** START OF Materials provided **
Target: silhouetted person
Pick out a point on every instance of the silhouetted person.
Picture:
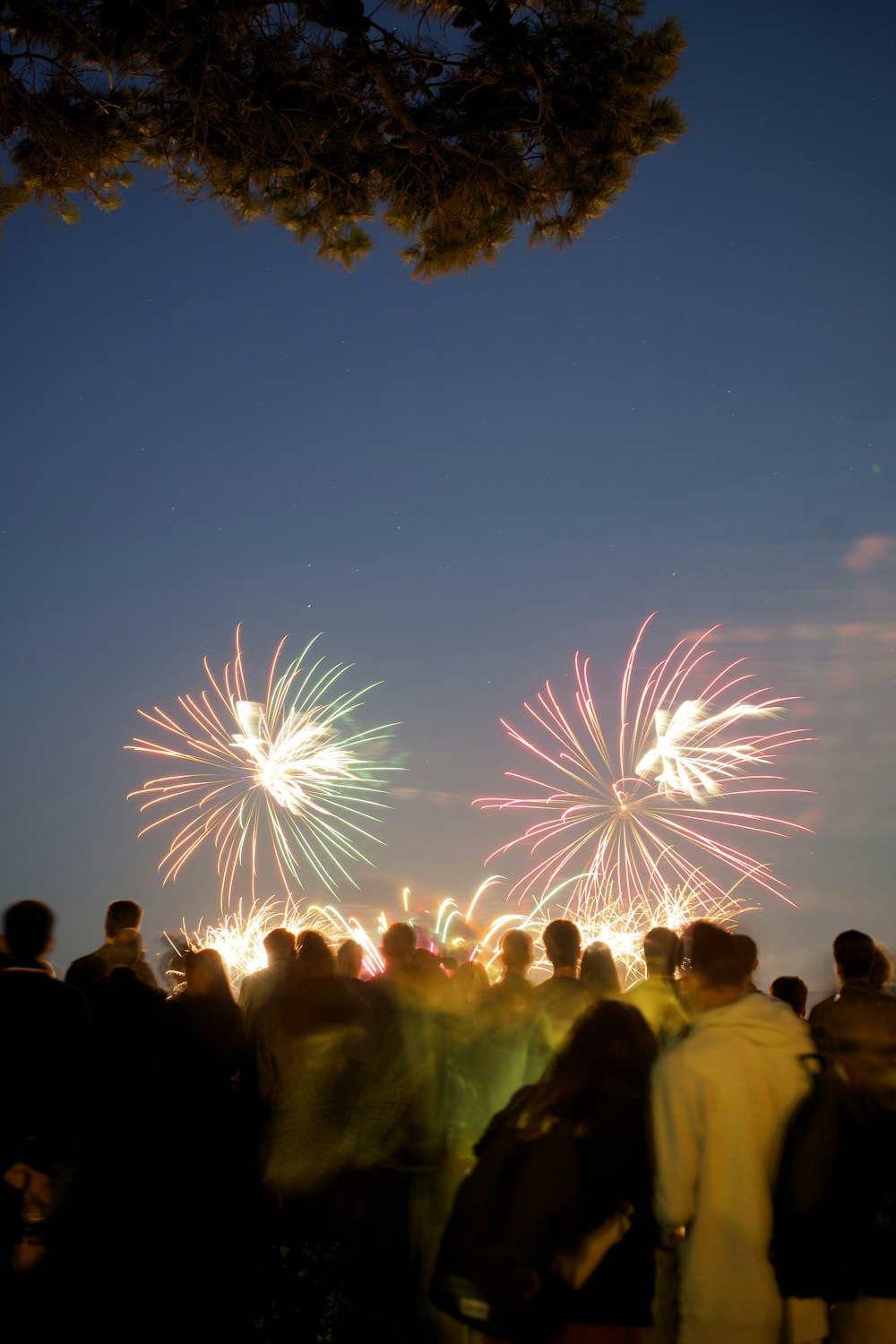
(562, 997)
(857, 1024)
(791, 991)
(516, 957)
(349, 959)
(721, 1099)
(201, 1158)
(565, 1199)
(598, 972)
(514, 1046)
(257, 988)
(43, 1027)
(657, 996)
(85, 972)
(750, 959)
(882, 969)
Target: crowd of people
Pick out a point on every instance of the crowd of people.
(425, 1155)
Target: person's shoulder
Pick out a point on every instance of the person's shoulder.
(85, 970)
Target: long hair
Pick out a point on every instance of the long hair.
(608, 1053)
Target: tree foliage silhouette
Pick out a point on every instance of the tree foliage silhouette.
(454, 121)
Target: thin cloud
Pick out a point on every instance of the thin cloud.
(869, 551)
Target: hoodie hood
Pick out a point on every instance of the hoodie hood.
(763, 1021)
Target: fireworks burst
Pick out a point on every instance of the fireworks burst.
(239, 937)
(602, 916)
(289, 771)
(447, 929)
(629, 819)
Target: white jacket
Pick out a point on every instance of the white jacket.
(721, 1098)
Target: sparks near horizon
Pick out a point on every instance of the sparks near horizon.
(627, 820)
(289, 771)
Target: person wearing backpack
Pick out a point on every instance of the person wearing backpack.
(551, 1236)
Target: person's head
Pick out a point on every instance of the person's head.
(204, 975)
(712, 965)
(882, 968)
(516, 951)
(791, 991)
(280, 946)
(349, 959)
(853, 956)
(125, 949)
(598, 970)
(27, 929)
(562, 943)
(314, 959)
(469, 986)
(123, 914)
(661, 952)
(608, 1053)
(748, 953)
(398, 946)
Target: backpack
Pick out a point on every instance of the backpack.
(834, 1203)
(511, 1215)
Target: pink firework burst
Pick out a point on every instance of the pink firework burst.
(664, 808)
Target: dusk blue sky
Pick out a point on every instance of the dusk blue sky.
(460, 484)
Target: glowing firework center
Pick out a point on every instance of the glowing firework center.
(296, 761)
(288, 777)
(637, 828)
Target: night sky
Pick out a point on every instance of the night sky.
(689, 411)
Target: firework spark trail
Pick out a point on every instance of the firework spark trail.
(289, 769)
(602, 916)
(239, 937)
(335, 925)
(627, 816)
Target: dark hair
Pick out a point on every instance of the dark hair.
(123, 914)
(791, 991)
(516, 949)
(210, 961)
(562, 943)
(712, 953)
(27, 926)
(661, 951)
(400, 943)
(349, 959)
(598, 970)
(608, 1053)
(882, 968)
(855, 954)
(748, 952)
(312, 956)
(280, 943)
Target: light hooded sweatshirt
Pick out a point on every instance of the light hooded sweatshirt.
(721, 1099)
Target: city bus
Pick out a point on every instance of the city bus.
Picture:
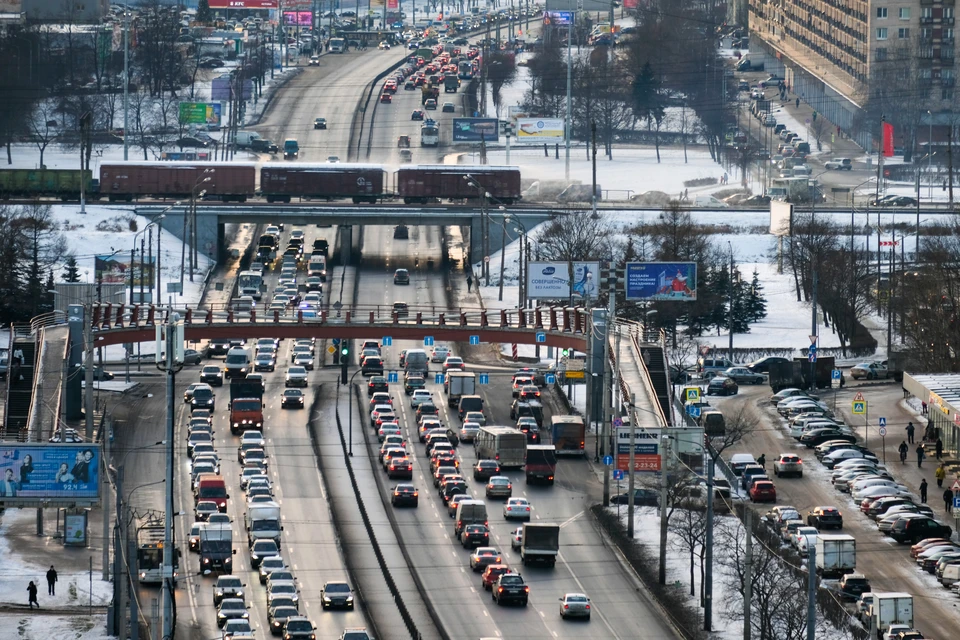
(506, 445)
(569, 434)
** END OF Materials provided **
• _Exercise task_
Please write out every one of the entries above again word for word, leaving out the pictures.

• _Output of the task_
Target: silhouetted person
Pick out a point on every instance of the silhouetted person.
Picture:
(562, 997)
(857, 1024)
(791, 991)
(516, 957)
(349, 959)
(721, 1099)
(201, 1158)
(565, 1199)
(598, 972)
(514, 1046)
(257, 988)
(43, 1027)
(657, 996)
(85, 972)
(750, 959)
(882, 969)
Target: crowd of people
Pick out a point on every instance of the crowd of people.
(425, 1155)
Target: person's shoulder
Pick out a point on every instance of the person's shoulder.
(85, 970)
Target: long hair
Pick out a point on every instance of the long hair.
(608, 1053)
Target: tree foliage silhouette
Pick out a point on every instance of the tree foliage silhouette.
(454, 121)
Target: thin cloud
Pick out a point on every instance of the thin cloud.
(869, 551)
Target: hoodie hood
Pick out a point on every instance of the hoodie hood.
(763, 1021)
Target: fireworks burst
Pick out a point on every instance of the fireworks burst.
(239, 937)
(602, 916)
(289, 771)
(447, 929)
(629, 819)
Target: white jacket
Pick out a point on every instance of the white jacket.
(721, 1098)
Target: sparks near horizon
Pick out a point on every instance of the sparks near horizon.
(627, 820)
(289, 771)
Target: person wearing backpack
Pick out a point on every instance of the person wearing backpack.
(551, 1236)
Target: person's head
Pick out a point on every instance of the person's head.
(204, 975)
(712, 965)
(882, 968)
(516, 951)
(791, 991)
(280, 946)
(349, 959)
(853, 956)
(125, 949)
(598, 970)
(27, 929)
(562, 943)
(314, 959)
(469, 986)
(123, 914)
(661, 952)
(608, 1053)
(748, 953)
(398, 946)
Target: backpack
Pick out a point on every instance of the backpack.
(834, 1203)
(511, 1215)
Target: pink firework burst
Pick out a point on every instance of the pink firework burst.
(664, 808)
Target: dusk blue sky
Pick out a point on every instance of the dusk blue sky.
(460, 484)
Target: glowing firework center
Pick out a point on every instance of the glowing firework center.
(296, 761)
(288, 777)
(637, 828)
Target: night sky
Pick out a point on every instance of the night sky.
(689, 411)
Target: firework spark trail
Pick out a point on every instance of the firework spark trail.
(289, 769)
(602, 916)
(239, 937)
(335, 925)
(627, 816)
Target: dark hair
Pick out a point on every instance of the dark hair.
(123, 914)
(791, 991)
(516, 949)
(210, 961)
(562, 943)
(712, 953)
(27, 926)
(661, 951)
(400, 943)
(349, 959)
(598, 970)
(608, 1053)
(882, 968)
(855, 954)
(748, 952)
(312, 956)
(280, 943)
Target: light hooded sweatshirt
Pick out a point on every instance of the light hooded sweatshirt.
(721, 1099)
Target: city bus
Pick out a point on every instance of the city bus.
Picture:
(506, 445)
(569, 434)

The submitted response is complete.